▶ _What is being asked_: In the ventral hernia repair passage below, which organization published the 2014 guidelines in which IPOM-Plus appeared?

▶ _Selected passage_:
====

As in inguinal hernia repair in adults, VIHR has changed from suture repair to prosthetic repair. The recurrence rate of suture repair and mesh repair for VIHR were reported to be 46–63 and 23–32 %, respectively [7–9]. Since the first introduction by LeBlanc [10] in 1993, laparoscopic VIHR (LVIHR) has gained popularity not only in the United States, but also across the globe. According to recent case series of LVIHR with long-term follow-up, the recurrence rate was as low as 4.4–4.7 % [11–13]. In addition, a Cochrane review proved that LVIHR had advantages in terms of a lower wound infection rate and shorter hospital stay compared to open VIHR (OVIHR) [14]. However, for patients having hernias with a large fascial defect, standard laparoscopic intraperitoneal onlay mesh repair (sIPOM) that simply bridges the hernia orifice is still associated with several problems that need to be solved, including the high recurrence rate, mesh bulging/eventration, seroma formation, and non-restoration of the abdominal wall function [15–17]. In recent years, a fascial closure technique with IPOM reinforcement in LVIHR, named “IPOM-Plus,” has been introduced and appeared in the guidelines for the laparoscopic treatment of ventral and incisional abdominal wall hernias published by the International Endohernia Society (IEHS) in 2014 [18]. Since prospective studies on the quality of IPOM-Plus are not available, the evidence level for the statements in these guidelines remains low.
In this article, we reviewed the literature on IPOM-Plus, including the details of the surgical procedures and outcomes using the PubMed database for papers published between 1993 and April 2015 using the terms laparoscopic AND (ventral or incisional) AND hernia AND (defect closure or augmentation repair) as keywords, and 16 relevant articles [19–34] were reviewed. Out of these articles, four [30, 31, 33, 34] compared sIPOM with IPOM-Plus, and only one report was a randomized controlled study (RCT) [34].
Characteristics of the Hernias (Table 1)
The publication year, number of patients, and the size (surface area and width) of the hernial orifice in the previous literature are shown in Table 1. The largest width and maximum surface area of hernial orifice treated were 14 cm and 300 cm2, respectively.
Surgical techniques for IPOM-plus (Table 2)

====

▶ _Given data_:
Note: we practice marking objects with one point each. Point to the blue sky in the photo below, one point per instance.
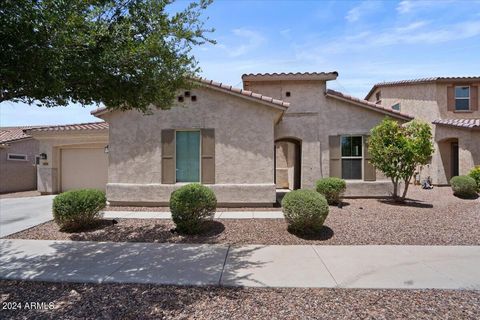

====

▶ _The completed task_: The International Endohernia Society (IEHS).